*EXERCISE GOAL:* Count the lines of the listing below that contain the string "white", treating uppercase and lowercase as distinct, and report only that number.

==*==

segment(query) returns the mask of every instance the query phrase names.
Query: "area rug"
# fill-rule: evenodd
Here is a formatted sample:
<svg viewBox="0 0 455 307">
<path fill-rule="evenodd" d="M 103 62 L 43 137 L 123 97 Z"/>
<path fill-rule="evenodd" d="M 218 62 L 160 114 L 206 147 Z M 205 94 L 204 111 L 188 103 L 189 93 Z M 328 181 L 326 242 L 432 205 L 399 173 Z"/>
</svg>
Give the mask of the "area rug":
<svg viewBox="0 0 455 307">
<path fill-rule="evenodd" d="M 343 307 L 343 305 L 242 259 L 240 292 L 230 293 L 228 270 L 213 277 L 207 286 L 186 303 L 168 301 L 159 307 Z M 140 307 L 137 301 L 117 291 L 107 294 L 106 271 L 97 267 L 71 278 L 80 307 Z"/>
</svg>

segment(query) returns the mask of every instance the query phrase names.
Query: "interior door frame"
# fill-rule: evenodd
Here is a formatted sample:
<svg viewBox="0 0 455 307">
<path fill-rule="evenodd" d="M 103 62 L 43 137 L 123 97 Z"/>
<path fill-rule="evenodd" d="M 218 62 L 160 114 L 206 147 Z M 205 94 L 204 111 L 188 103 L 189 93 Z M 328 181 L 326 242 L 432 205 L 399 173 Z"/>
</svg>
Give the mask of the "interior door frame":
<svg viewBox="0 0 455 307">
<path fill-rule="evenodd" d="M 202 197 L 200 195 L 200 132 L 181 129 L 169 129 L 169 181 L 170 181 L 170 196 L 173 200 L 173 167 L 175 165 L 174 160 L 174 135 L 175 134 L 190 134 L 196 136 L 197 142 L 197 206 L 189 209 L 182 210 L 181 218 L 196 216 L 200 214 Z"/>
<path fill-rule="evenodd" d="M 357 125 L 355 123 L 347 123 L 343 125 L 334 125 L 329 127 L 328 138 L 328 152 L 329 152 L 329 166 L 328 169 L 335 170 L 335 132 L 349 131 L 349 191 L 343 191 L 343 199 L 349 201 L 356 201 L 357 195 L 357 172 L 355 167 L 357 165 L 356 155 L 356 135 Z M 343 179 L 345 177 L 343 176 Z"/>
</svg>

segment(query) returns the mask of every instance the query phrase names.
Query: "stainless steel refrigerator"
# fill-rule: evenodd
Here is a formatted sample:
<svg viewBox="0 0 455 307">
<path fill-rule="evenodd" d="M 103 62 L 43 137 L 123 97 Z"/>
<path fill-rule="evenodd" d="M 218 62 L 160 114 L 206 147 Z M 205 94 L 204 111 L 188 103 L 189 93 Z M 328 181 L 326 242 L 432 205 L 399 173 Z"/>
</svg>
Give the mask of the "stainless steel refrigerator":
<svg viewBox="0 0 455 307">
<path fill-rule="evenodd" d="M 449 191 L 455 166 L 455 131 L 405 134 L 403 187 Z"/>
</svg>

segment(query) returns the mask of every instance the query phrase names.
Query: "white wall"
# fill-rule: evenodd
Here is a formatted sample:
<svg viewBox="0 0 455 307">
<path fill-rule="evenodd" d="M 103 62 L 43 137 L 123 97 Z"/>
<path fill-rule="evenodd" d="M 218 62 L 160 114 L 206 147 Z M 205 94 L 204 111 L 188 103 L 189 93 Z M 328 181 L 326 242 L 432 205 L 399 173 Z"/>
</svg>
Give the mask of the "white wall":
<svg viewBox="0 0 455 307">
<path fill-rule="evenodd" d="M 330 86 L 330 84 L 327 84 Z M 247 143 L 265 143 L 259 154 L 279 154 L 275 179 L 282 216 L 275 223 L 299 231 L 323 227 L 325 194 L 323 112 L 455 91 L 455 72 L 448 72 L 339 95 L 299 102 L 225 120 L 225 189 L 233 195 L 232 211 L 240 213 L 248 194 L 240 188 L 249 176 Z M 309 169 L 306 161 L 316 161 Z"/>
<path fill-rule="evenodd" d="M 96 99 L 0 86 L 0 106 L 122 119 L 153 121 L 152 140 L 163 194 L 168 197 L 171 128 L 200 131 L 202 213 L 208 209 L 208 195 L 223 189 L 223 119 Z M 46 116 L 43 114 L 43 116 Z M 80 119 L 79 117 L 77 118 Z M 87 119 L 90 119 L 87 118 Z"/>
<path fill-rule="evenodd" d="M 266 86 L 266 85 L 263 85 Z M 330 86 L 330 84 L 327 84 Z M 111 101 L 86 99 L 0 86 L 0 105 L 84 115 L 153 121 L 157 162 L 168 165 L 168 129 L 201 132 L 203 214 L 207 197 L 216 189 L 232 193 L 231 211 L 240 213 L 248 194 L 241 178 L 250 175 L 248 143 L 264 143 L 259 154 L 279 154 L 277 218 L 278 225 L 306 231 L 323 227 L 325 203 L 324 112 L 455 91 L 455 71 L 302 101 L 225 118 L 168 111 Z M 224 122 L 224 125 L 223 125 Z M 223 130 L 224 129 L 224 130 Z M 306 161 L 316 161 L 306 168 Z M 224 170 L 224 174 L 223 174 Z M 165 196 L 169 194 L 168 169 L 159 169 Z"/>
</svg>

==*==

*EXERCISE ANSWER:* 2